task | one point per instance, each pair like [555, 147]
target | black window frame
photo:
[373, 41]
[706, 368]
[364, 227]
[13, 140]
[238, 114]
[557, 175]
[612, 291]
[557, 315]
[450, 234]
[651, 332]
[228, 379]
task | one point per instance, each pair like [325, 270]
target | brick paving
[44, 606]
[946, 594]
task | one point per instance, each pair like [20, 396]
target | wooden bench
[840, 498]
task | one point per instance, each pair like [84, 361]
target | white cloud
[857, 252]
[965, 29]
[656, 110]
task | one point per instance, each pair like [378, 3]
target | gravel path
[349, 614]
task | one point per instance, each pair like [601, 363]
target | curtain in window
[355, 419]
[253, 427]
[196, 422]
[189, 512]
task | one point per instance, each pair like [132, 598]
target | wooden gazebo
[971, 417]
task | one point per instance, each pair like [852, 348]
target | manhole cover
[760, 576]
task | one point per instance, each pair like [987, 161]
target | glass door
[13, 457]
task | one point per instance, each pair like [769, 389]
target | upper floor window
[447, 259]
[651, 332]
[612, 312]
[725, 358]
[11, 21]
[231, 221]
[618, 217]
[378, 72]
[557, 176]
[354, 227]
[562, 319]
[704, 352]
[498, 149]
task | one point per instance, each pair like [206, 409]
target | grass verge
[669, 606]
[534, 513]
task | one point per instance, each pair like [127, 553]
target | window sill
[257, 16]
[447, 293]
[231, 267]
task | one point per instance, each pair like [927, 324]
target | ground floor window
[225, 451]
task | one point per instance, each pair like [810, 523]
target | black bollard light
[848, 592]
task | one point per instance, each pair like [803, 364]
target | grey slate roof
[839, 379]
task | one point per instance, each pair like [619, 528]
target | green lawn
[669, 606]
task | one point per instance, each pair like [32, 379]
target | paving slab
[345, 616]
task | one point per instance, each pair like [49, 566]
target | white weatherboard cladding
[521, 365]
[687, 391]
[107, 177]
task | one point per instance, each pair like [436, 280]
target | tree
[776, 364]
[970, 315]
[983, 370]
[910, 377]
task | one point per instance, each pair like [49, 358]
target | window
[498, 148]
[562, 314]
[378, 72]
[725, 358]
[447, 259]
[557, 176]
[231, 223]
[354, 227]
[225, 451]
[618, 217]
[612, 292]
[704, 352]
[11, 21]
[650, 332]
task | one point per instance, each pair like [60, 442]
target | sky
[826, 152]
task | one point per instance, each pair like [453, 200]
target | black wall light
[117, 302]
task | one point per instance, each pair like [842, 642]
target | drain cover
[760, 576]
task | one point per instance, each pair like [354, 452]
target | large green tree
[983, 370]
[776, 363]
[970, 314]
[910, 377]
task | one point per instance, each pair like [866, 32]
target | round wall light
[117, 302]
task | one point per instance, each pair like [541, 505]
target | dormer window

- _What is expected_
Restate every record exactly, leaving nothing out.

- _The reply_
task | one point per instance, each pair like [555, 147]
target | black window frame
photo:
[373, 41]
[706, 368]
[364, 227]
[13, 140]
[238, 114]
[557, 175]
[612, 291]
[557, 315]
[450, 234]
[651, 332]
[228, 379]
task | one point per instance, each pair like [325, 270]
target | brick paving
[44, 606]
[946, 594]
task | one point per instance, each pair like [20, 396]
target | wooden bench
[840, 498]
task | one point per instance, each pair like [84, 361]
target | white cloud
[857, 252]
[965, 29]
[656, 110]
task | one point per instance, each pair like [378, 3]
target | gravel path
[349, 614]
task | one point per instance, each pair like [601, 363]
target | curtain in window
[355, 419]
[253, 427]
[196, 422]
[189, 512]
task | one point per instance, each pair like [132, 598]
target | wooden gazebo
[971, 417]
task | one point per instance, each pair like [852, 348]
target | manhole cover
[760, 576]
task | one point per instance, each pair like [987, 161]
target | glass door
[13, 457]
task | one point per instance, each pair like [769, 389]
target | upper floor window
[447, 259]
[651, 332]
[612, 312]
[725, 358]
[11, 21]
[231, 221]
[618, 217]
[378, 72]
[557, 176]
[354, 227]
[562, 319]
[704, 352]
[498, 149]
task | one point per instance, each pair like [206, 409]
target | grass verge
[669, 606]
[534, 513]
task | one point per instance, each pair like [127, 553]
target | window sill
[257, 16]
[447, 293]
[231, 267]
task | one point per instance, each pair like [927, 324]
target | ground floor window
[225, 451]
task | one point per instance, each pair like [810, 523]
target | black bollard light
[848, 592]
task | one point per instance, each pair like [803, 364]
target | grey slate roof
[839, 379]
task | one point per instance, each pair like [619, 528]
target | green lawn
[669, 606]
task | one point per instance, each pair like [32, 379]
target | paving slab
[345, 616]
task | one point per instance, each pair like [49, 566]
target | white weatherboard cladding
[521, 365]
[687, 391]
[107, 177]
task | one point per instance, each pair like [436, 280]
target | tree
[776, 364]
[970, 315]
[983, 370]
[910, 377]
task | one point per instance, each pair like [49, 358]
target | window
[498, 148]
[562, 314]
[378, 72]
[725, 358]
[447, 259]
[557, 176]
[231, 223]
[354, 227]
[225, 451]
[618, 217]
[612, 292]
[704, 352]
[11, 21]
[650, 332]
task | one point per instance, each pair like [60, 442]
target | sky
[826, 152]
task | one point per instance, each pair like [453, 200]
target | black wall light
[117, 302]
task | one point per instance, each pair like [842, 642]
target | drain cover
[760, 576]
task | one point per instance, each pair like [354, 452]
target | large green tree
[983, 370]
[776, 363]
[970, 314]
[910, 377]
task | one point per instance, each pair like [866, 32]
target | round wall light
[117, 302]
task | one point per instance, each pair like [541, 505]
target | dormer window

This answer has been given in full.